Return the rows below unchanged, from the line containing "469, row 85." through the line containing "column 589, row 361", and nothing else.

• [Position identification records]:
= = =

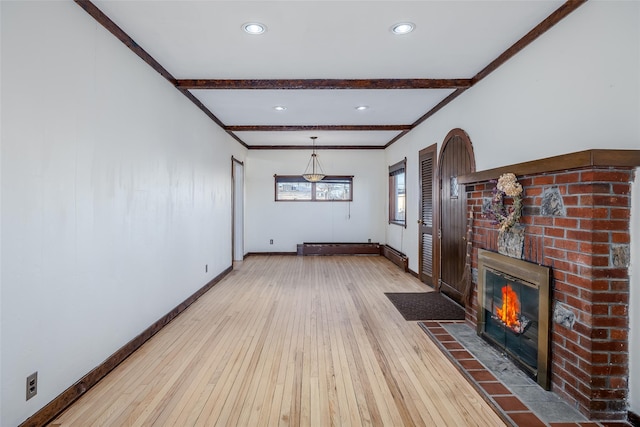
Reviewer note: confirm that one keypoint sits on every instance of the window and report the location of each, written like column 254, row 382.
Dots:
column 397, row 196
column 330, row 189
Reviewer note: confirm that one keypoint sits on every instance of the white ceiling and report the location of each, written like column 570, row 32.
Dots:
column 324, row 40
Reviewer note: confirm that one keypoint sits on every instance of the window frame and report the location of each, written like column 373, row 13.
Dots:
column 299, row 179
column 396, row 169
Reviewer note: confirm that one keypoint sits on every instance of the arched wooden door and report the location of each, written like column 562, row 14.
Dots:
column 456, row 159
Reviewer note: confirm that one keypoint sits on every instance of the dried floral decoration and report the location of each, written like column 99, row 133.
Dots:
column 506, row 186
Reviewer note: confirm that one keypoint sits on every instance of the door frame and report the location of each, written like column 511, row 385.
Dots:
column 438, row 200
column 237, row 209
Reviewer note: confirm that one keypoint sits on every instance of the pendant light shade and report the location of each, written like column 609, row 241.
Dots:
column 313, row 172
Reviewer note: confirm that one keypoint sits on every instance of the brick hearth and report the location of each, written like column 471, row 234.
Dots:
column 585, row 240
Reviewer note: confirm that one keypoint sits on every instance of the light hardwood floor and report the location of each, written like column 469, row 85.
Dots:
column 288, row 340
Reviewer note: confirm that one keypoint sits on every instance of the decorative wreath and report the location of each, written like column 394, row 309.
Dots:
column 506, row 186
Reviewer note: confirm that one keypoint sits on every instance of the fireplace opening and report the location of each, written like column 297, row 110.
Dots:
column 514, row 311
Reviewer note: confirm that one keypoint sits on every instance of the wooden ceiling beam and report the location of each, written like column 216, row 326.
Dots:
column 293, row 128
column 293, row 84
column 551, row 20
column 317, row 147
column 119, row 33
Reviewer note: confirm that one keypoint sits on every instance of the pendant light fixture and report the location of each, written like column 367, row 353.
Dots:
column 316, row 174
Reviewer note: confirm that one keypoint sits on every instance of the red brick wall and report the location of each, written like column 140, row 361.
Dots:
column 589, row 361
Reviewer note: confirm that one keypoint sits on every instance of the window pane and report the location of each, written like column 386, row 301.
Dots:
column 294, row 191
column 397, row 196
column 400, row 197
column 338, row 190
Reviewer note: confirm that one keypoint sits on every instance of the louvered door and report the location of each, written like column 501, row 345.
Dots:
column 427, row 159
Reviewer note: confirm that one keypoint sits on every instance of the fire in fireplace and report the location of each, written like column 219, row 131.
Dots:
column 514, row 311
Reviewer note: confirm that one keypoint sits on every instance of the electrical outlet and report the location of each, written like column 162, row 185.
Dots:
column 32, row 385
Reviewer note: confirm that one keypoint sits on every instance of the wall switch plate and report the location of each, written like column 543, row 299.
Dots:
column 32, row 385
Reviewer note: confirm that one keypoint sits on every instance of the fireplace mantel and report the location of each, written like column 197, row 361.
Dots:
column 577, row 160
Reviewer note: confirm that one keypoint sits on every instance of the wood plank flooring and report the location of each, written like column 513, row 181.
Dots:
column 289, row 341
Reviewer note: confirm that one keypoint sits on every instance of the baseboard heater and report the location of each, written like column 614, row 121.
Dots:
column 339, row 249
column 395, row 256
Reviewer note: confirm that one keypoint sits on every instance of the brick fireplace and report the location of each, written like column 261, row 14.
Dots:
column 576, row 218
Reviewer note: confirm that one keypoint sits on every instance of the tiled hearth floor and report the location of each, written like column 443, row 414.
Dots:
column 515, row 397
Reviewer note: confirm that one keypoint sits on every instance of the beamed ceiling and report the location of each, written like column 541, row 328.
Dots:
column 322, row 59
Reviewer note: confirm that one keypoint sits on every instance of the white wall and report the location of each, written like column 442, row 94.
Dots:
column 116, row 192
column 291, row 223
column 575, row 88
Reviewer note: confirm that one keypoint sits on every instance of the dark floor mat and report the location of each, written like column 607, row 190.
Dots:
column 426, row 306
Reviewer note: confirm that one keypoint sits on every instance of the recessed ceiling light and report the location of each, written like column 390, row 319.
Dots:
column 403, row 28
column 254, row 28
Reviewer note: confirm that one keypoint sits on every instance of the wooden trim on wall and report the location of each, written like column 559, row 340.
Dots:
column 73, row 393
column 329, row 248
column 579, row 159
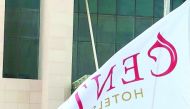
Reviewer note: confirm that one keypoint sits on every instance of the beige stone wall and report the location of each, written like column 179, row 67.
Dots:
column 20, row 94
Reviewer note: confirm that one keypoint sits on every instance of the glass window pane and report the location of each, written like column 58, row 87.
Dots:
column 85, row 63
column 126, row 7
column 142, row 23
column 84, row 32
column 125, row 29
column 107, row 6
column 144, row 7
column 21, row 40
column 176, row 3
column 106, row 28
column 20, row 59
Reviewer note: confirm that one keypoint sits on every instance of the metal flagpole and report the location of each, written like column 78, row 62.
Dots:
column 166, row 11
column 166, row 7
column 92, row 36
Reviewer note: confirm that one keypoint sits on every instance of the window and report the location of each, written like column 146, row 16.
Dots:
column 21, row 40
column 115, row 23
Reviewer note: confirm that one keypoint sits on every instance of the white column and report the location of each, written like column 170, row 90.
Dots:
column 55, row 58
column 2, row 14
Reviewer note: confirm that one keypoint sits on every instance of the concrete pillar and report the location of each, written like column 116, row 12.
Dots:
column 55, row 58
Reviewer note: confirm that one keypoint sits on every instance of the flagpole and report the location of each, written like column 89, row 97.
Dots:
column 92, row 36
column 166, row 11
column 166, row 7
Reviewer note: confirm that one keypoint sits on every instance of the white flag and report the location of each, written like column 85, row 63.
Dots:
column 151, row 72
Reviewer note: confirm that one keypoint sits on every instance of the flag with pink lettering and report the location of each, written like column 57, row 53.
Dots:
column 151, row 72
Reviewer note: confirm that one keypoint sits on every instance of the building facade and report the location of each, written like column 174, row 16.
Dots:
column 45, row 44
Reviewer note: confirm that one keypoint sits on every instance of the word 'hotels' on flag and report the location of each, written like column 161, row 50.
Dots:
column 151, row 72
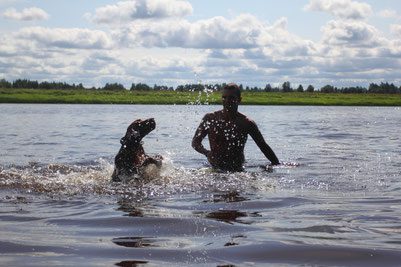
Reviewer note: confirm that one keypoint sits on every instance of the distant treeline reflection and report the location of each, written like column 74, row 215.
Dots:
column 382, row 88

= = =

• [Response to the exercise]:
Reviewer note: confirm that one keypoint sits on every instance of the light hardwood floor and report the location of each, written like column 469, row 85.
Dots:
column 288, row 340
Reviewer note: confirm that one keypoint sits on every instance of the decorative wreath and report the location of each, written like column 394, row 309.
Dots:
column 506, row 186
Reviewer note: confirm that one keypoint sits on every instance of the fireplace opening and report the location of each, written like column 297, row 110.
Dots:
column 514, row 311
Reviewer note: confirm that one keypoint sits on every instance of the wooden ceiling beam and report the location of each, written like column 216, row 326.
Dots:
column 293, row 128
column 293, row 84
column 551, row 20
column 317, row 147
column 119, row 33
Reviewer note: confirm that one keypoint sits on every instance of the pendant light fixture and report the location of each, written like column 367, row 353.
Dots:
column 316, row 174
Reviewer note: confirm that one keypoint sits on every instance of the red brick wall and report the location of each, written like column 140, row 361.
Dots:
column 589, row 361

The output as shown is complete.